__EXERCISE TASK__. Pick out every line in the items below that contains the string "dark", matching case exactly, and copy each of those lines.

------------

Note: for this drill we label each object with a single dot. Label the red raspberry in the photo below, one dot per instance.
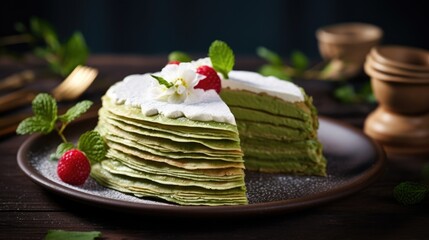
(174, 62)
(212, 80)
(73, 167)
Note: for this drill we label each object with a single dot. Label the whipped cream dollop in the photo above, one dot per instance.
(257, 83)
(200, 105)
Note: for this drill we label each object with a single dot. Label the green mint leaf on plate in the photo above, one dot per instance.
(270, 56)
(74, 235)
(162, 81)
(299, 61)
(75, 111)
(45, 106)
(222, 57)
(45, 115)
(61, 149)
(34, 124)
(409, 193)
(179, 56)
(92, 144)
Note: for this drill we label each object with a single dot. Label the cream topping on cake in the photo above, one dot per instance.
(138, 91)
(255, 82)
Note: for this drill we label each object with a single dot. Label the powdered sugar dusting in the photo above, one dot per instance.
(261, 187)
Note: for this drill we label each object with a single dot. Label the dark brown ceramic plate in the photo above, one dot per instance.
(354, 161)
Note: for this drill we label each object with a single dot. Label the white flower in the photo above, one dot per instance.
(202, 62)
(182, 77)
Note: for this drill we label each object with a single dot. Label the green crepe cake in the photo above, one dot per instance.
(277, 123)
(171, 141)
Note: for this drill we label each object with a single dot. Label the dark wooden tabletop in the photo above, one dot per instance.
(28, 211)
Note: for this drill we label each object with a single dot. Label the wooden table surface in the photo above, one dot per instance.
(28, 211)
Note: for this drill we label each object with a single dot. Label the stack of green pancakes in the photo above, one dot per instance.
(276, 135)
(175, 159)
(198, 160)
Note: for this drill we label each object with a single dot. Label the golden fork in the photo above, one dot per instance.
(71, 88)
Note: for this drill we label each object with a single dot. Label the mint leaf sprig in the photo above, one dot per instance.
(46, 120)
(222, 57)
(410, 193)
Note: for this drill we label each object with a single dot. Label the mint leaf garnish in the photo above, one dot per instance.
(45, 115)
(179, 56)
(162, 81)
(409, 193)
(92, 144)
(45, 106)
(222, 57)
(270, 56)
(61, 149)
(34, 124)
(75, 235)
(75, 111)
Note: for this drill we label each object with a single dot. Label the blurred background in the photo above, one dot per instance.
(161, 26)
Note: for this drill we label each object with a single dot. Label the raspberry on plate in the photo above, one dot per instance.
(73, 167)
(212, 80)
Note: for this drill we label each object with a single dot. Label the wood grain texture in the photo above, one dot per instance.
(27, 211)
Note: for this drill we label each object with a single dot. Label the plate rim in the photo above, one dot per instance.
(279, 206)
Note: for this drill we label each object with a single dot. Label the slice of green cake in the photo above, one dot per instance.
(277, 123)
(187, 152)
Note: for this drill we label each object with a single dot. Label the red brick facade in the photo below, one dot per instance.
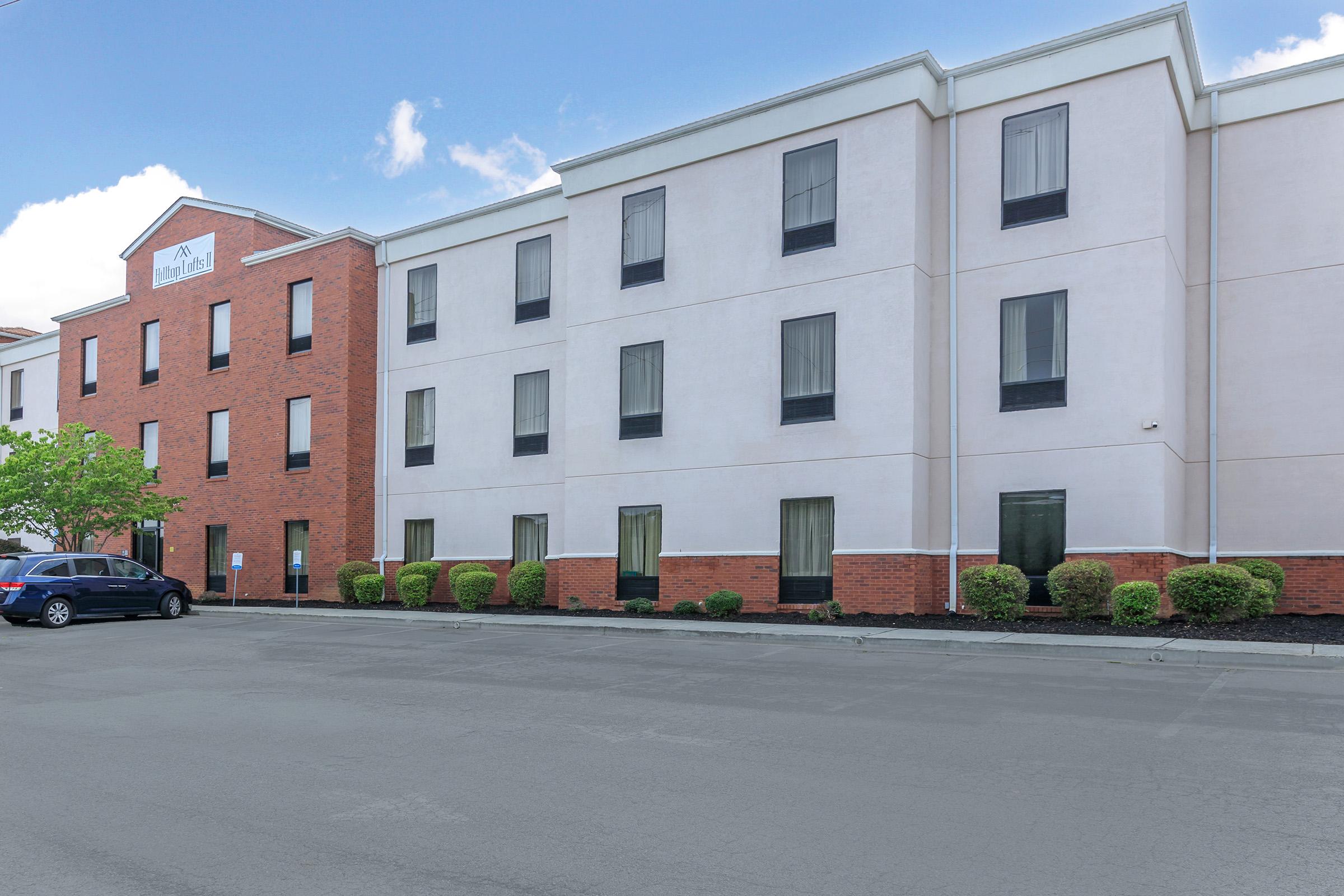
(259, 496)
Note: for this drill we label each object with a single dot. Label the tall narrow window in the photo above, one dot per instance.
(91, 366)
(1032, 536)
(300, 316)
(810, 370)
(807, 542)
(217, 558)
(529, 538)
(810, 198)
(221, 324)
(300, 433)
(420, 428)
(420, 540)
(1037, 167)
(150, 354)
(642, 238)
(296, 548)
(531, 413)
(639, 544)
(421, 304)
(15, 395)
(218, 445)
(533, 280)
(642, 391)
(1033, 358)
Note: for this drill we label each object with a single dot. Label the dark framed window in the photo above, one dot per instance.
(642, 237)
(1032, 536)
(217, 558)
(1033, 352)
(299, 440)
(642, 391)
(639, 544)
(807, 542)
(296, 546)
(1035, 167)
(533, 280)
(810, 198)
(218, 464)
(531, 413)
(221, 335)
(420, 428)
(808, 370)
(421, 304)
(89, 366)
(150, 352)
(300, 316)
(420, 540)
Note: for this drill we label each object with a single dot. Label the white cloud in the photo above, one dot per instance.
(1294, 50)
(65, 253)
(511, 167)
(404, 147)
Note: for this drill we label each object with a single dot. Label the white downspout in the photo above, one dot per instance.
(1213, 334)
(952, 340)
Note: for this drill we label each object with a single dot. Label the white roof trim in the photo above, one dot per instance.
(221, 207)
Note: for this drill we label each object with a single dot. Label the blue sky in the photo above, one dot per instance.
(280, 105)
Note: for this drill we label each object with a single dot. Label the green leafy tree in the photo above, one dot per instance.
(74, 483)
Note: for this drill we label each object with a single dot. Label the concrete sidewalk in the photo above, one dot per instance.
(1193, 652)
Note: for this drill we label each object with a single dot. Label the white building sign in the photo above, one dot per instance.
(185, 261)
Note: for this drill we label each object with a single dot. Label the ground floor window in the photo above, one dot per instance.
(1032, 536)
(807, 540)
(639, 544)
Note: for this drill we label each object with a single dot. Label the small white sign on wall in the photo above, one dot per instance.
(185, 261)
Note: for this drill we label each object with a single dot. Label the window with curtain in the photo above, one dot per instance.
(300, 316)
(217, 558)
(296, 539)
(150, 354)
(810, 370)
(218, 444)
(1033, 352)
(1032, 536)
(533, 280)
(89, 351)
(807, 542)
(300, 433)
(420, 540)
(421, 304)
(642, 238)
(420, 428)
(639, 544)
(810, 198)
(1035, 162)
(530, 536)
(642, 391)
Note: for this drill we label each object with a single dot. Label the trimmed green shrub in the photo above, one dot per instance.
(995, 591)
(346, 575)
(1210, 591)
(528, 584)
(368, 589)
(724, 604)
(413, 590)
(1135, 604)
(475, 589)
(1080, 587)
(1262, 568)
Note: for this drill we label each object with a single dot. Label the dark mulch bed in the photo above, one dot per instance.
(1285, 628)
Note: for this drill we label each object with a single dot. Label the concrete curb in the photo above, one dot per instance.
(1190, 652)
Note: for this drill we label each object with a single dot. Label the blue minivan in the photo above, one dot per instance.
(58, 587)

------------

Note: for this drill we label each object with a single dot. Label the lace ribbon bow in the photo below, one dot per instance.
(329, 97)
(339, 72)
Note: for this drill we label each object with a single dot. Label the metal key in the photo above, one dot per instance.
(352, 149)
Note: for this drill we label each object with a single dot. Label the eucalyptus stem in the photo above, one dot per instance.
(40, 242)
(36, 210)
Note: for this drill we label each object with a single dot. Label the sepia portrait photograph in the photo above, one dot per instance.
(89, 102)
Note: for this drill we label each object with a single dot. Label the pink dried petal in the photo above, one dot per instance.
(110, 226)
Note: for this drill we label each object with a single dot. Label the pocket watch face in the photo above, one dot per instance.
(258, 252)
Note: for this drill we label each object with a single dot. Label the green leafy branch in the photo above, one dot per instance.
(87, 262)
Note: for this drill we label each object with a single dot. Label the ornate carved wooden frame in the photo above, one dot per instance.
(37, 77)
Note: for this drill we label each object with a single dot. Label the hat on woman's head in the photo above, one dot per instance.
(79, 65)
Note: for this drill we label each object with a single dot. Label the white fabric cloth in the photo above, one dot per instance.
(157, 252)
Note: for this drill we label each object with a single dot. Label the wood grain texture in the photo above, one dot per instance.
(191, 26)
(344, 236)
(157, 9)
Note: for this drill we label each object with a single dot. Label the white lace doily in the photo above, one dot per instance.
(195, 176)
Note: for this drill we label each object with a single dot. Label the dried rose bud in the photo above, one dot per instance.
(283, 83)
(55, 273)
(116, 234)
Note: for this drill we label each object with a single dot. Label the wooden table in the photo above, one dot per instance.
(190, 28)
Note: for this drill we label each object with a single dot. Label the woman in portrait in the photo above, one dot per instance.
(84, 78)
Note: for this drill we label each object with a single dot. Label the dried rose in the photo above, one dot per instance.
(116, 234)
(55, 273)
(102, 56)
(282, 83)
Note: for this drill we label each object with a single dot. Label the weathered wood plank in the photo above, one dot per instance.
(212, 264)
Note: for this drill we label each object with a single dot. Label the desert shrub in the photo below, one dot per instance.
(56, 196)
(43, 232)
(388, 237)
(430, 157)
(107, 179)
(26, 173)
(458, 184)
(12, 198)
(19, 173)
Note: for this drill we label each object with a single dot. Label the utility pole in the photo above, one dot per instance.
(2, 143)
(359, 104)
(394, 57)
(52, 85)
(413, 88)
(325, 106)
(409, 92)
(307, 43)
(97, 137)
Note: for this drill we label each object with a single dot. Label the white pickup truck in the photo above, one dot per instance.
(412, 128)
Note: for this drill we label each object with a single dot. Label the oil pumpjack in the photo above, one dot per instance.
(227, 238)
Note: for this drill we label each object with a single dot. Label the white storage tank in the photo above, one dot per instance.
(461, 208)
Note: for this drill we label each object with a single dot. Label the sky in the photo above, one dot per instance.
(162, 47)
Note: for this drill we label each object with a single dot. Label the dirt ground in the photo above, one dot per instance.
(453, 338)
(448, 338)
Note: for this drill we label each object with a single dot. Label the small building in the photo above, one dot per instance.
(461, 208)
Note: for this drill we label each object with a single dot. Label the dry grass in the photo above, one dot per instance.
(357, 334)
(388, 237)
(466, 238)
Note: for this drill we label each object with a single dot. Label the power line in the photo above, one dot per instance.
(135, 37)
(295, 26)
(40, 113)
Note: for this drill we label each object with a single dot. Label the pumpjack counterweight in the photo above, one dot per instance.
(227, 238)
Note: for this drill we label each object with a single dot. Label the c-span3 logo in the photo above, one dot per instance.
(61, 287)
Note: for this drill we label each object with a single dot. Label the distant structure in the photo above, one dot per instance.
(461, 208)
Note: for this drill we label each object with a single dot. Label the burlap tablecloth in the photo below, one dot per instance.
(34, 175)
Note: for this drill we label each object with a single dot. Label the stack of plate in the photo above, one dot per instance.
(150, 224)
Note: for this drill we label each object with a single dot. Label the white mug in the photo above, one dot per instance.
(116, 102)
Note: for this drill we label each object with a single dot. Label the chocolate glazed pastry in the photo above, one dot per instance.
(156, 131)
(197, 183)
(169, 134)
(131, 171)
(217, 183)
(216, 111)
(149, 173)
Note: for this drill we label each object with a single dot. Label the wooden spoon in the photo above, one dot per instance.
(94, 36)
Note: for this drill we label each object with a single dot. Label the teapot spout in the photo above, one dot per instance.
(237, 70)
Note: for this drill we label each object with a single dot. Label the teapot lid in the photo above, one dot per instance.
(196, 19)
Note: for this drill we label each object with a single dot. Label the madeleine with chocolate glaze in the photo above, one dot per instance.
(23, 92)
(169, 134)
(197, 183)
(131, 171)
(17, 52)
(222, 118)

------------

__COMPLETED EXERCISE__.
Note: for this drill we label each object with a single dot. Label the dark brown ceramic plate in the photo above, one dot per instance.
Note: for this drill we label each object with a single dot. Label the dark wooden tabletop in the photo above, one dot per instance.
Note: for this drill we label each object with a single dot. Label the dark framed window in the photo above, one dot per instance.
Note: for this drill we label each object with a single dot. Label the dark mulch bed in the photo above, one dot per instance.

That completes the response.